DATA RECORDS START

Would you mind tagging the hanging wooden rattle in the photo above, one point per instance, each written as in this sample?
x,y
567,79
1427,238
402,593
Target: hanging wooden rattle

DATA RECORDS END

◆ **TASK TO COMPLETE**:
Set the listing down again in full, exactly as it was given.

◆ **PROBLEM SOLUTION**:
Would you mind tagging the hanging wooden rattle in the photo above, one point per instance, each written as in this sample?
x,y
567,79
1427,238
402,593
Target: hanging wooden rattle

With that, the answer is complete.